→ Consigne
Rédigez un résumé en deux phrases du texte sur la Netscape Public License.

━━━━━ Extrait du document ━━━━━

La Netscape Public License, ou NPL, telle qu'elle a été finalement conçue en 1998, est une licence libre -- mais elle a trois défauts majeurs. Le premier défaut est la diffusion d'une mauvaise philosophie, le deuxième est de placer la communauté du logiciel libre en position de faiblesse, et le troisième crée un problème pratique majeur au sein de la communauté du logiciel libre. Deux de ces défauts s'appliquent également à la Mozilla Public License. À cause de ces défauts, nous vous pressons de ne pas utiliser la NPL ou la MPL pour votre logiciel libre.

1. Tous les utilisateurs ne sont pas égaux

Le premier problème que j'ai relevé dans la NPL était qu'elle ne donne pas à Netscape et au reste d'entre nous des droits équivalents, comme le fait la GNU GPL. Sous le régime de la NPL, nous pouvons utiliser le code de Netscape seulement comme spécifié dans la NPL, mais Netscape peut utiliser vos modifications de n'importe quelle manière -- même dans des versions propriétaires du logiciel.

Le problème ici est subtil, parce que cela ne supprime pas la liberté du programme. Cela ne nous empêche pas de redistribuer le programme, ou de le modifier; cela ne nous retire aucune liberté particulière. D'un point de vue purement pratique, cela pourrait ne pas ressembler du tout à un problème.

━━━━━ Extrait des données ━━━━━

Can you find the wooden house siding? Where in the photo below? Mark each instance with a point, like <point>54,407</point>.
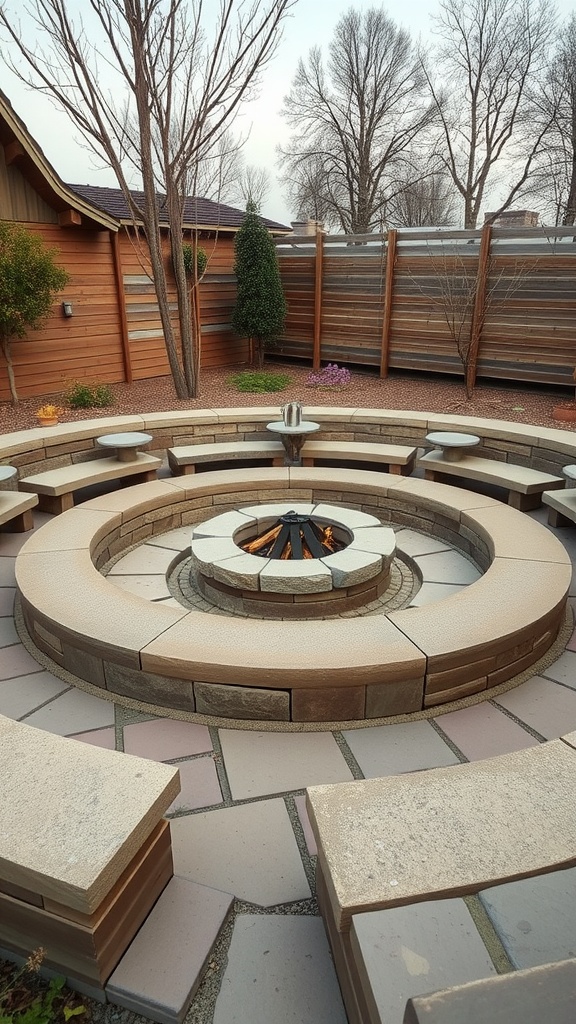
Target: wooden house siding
<point>86,346</point>
<point>18,201</point>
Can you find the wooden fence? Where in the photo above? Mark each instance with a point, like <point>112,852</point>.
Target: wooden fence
<point>402,300</point>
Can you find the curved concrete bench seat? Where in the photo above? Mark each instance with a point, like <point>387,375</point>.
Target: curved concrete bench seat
<point>80,864</point>
<point>36,451</point>
<point>341,669</point>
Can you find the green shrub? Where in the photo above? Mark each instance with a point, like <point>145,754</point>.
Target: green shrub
<point>89,395</point>
<point>27,999</point>
<point>259,381</point>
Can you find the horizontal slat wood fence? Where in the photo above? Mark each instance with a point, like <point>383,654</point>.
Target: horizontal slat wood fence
<point>387,301</point>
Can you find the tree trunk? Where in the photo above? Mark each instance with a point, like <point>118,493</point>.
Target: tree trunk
<point>10,370</point>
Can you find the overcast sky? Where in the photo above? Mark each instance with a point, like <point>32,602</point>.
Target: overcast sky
<point>311,24</point>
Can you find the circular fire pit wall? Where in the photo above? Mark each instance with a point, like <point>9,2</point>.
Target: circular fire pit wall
<point>279,586</point>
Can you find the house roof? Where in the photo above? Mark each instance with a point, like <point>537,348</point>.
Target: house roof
<point>22,150</point>
<point>198,212</point>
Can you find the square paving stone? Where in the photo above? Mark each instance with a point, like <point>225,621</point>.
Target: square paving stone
<point>409,950</point>
<point>447,566</point>
<point>199,785</point>
<point>73,712</point>
<point>544,706</point>
<point>7,595</point>
<point>161,970</point>
<point>563,670</point>
<point>312,846</point>
<point>279,970</point>
<point>151,587</point>
<point>8,635</point>
<point>165,738</point>
<point>484,731</point>
<point>21,696</point>
<point>261,763</point>
<point>249,850</point>
<point>430,592</point>
<point>414,543</point>
<point>7,578</point>
<point>98,737</point>
<point>176,540</point>
<point>534,918</point>
<point>392,750</point>
<point>144,560</point>
<point>16,662</point>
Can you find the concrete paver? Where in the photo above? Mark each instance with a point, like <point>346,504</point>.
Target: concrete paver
<point>73,712</point>
<point>409,950</point>
<point>249,850</point>
<point>484,731</point>
<point>262,763</point>
<point>165,739</point>
<point>199,785</point>
<point>534,918</point>
<point>396,749</point>
<point>546,707</point>
<point>22,695</point>
<point>279,969</point>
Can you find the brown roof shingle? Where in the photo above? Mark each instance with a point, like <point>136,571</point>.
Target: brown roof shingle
<point>197,211</point>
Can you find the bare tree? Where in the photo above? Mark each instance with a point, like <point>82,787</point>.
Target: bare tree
<point>425,198</point>
<point>254,185</point>
<point>178,76</point>
<point>553,180</point>
<point>354,120</point>
<point>465,297</point>
<point>491,53</point>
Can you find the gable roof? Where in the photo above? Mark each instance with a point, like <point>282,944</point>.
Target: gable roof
<point>200,213</point>
<point>24,152</point>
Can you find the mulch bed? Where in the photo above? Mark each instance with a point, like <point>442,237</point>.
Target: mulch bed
<point>519,402</point>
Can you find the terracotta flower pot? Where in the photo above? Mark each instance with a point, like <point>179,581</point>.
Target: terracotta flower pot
<point>565,414</point>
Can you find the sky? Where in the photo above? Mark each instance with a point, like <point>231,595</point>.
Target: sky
<point>311,24</point>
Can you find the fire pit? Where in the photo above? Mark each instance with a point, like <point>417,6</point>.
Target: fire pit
<point>296,536</point>
<point>292,562</point>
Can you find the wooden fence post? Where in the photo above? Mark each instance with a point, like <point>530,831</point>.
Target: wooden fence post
<point>121,298</point>
<point>317,342</point>
<point>388,289</point>
<point>479,311</point>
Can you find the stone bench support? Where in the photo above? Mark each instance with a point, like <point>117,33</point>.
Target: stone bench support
<point>15,510</point>
<point>525,485</point>
<point>84,850</point>
<point>55,486</point>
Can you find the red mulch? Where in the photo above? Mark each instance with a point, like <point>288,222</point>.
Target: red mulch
<point>520,403</point>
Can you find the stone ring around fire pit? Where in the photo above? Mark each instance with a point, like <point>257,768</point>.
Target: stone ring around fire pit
<point>354,573</point>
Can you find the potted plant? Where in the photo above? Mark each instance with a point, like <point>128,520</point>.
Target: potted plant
<point>566,412</point>
<point>48,415</point>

━━━━━

→ Résultat de l'exercice
La Netscape Public License (NPL), conçue en 1998, est une licence libre qui présente trois défauts majeurs, dont deux s'appliquent aussi à la Mozilla Public License, ce qui conduit à déconseiller la NPL ou la MPL pour un logiciel libre. Le premier défaut est qu'elle n'accorde pas des droits équivalents à Netscape et aux autres utilisateurs, puisque Netscape peut utiliser les modifications de chacun de n'importe quelle manière, même dans des versions propriétaires, bien que cela ne retire aucune liberté particulière.